◆ Consigne ◆
Recopiez intégralement la chronique sur les mots de l'année, sans rien y changer.

Cette chronique est présentée par Gabrielle Halpern chaque mardi dans le journal de 12h sur la Radio RCJ et vous offre un regard philosophique sur l'actualité
Je ne sais pas si vous vous amusez à faire ce petit jeu, mais tous les ans, au moment où l’année se termine et où la nouvelle commence, il est intéressant de s’interroger sur les mots de son année. Chaque année nous invite à de nouveaux mots, selon les défis, les obsessions, les problématiques, les responsabilités que chacun rencontre.
Ce dictionnaire très personnel est passionnant à feuilleter mentalement, avec ses mots qui disparaissent d’une année à l’autre et ce vocabulaire inédit qui fait une entrée impromptue. Avec les mots qui disparaissent, c’est une part de nous-mêmes qui vient s’enfouir dans les strates de notre esprit ; avec les mots qui apparaissent, comme un tableau pointilliste, c’est un nouveau visage qui se distingue peu à peu et que l’on arbore.
Il est tout aussi intéressant de se poser la question des mots de l’année à l’échelle collective. C’est ce que la journaliste et écrivain Olivia Elkaïm dans le magazine La Vie[1] a fait au crépuscule de 2021, en relevant des mots ou expressions comme : distanciation sociale, gestes barrières, cas contact, distanciel, présentiel ou encore confinement. En analysant ces mots, on remarque que la plupart d’entre eux relèvent de la relation à l'autre, du rapport à l'autre.

◆ Données fournies ◆
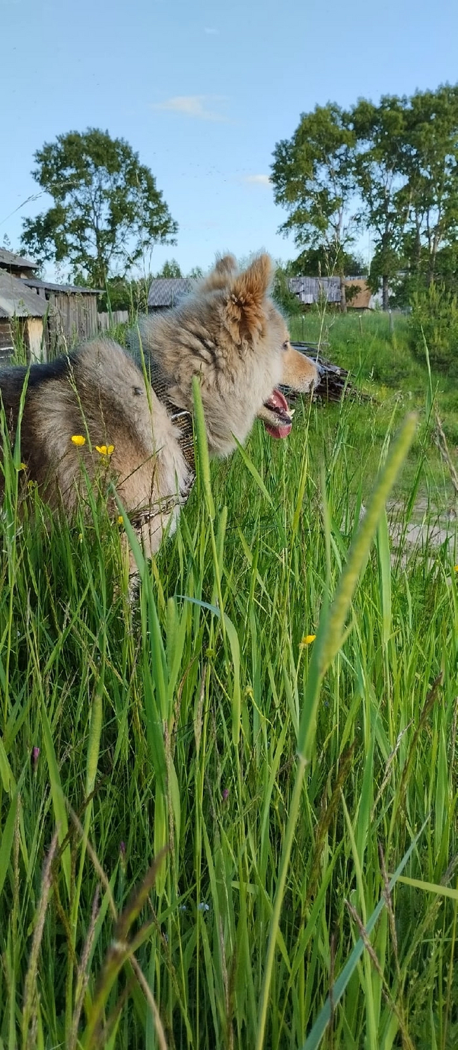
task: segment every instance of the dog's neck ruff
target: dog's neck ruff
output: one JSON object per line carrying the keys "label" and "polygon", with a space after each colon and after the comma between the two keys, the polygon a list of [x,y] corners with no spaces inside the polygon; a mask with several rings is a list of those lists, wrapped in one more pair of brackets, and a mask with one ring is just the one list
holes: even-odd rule
{"label": "dog's neck ruff", "polygon": [[189,468],[189,484],[187,486],[187,492],[185,500],[188,498],[189,492],[195,481],[195,459],[194,459],[194,434],[192,426],[192,414],[186,408],[179,408],[178,405],[173,404],[172,401],[167,397],[167,385],[158,368],[154,360],[149,362],[149,381],[154,391],[155,396],[162,401],[164,407],[167,410],[167,414],[171,422],[179,428],[179,445],[182,449],[183,456],[185,458],[186,464]]}

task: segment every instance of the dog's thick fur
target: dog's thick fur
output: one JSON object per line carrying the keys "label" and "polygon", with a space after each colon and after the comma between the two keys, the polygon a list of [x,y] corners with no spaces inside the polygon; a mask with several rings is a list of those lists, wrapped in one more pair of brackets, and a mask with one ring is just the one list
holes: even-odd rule
{"label": "dog's thick fur", "polygon": [[[284,436],[291,421],[275,387],[307,391],[317,383],[315,364],[289,345],[268,295],[270,280],[269,256],[243,273],[226,256],[182,306],[139,326],[138,353],[141,344],[167,402],[192,412],[192,377],[199,376],[210,455],[227,456],[234,438],[244,442],[256,416],[271,434]],[[28,376],[21,368],[1,370],[12,437],[24,381],[21,459],[27,477],[48,503],[71,513],[85,476],[92,482],[109,475],[150,555],[173,525],[190,478],[179,432],[136,361],[100,338],[69,357],[32,365]],[[79,446],[71,440],[78,435],[85,438]],[[110,455],[97,450],[111,445]]]}

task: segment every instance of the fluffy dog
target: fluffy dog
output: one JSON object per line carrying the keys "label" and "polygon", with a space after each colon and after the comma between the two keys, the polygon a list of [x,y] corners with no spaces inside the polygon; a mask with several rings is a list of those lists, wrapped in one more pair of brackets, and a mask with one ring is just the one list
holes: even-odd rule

◆ Réponse à la consigne ◆
Cette chronique est présentée par Gabrielle Halpern chaque mardi dans le journal de 12h sur la Radio RCJ et vous offre un regard philosophique sur l'actualité
Je ne sais pas si vous vous amusez à faire ce petit jeu, mais tous les ans, au moment où l’année se termine et où la nouvelle commence, il est intéressant de s’interroger sur les mots de son année. Chaque année nous invite à de nouveaux mots, selon les défis, les obsessions, les problématiques, les responsabilités que chacun rencontre.
Ce dictionnaire très personnel est passionnant à feuilleter mentalement, avec ses mots qui disparaissent d’une année à l’autre et ce vocabulaire inédit qui fait une entrée impromptue. Avec les mots qui disparaissent, c’est une part de nous-mêmes qui vient s’enfouir dans les strates de notre esprit ; avec les mots qui apparaissent, comme un tableau pointilliste, c’est un nouveau visage qui se distingue peu à peu et que l’on arbore.
Il est tout aussi intéressant de se poser la question des mots de l’année à l’échelle collective. C’est ce que la journaliste et écrivain Olivia Elkaïm dans le magazine La Vie[1] a fait au crépuscule de 2021, en relevant des mots ou expressions comme : distanciation sociale, gestes barrières, cas contact, distanciel, présentiel ou encore confinement. En analysant ces mots, on remarque que la plupart d’entre eux relèvent de la relation à l'autre, du rapport à l'autre.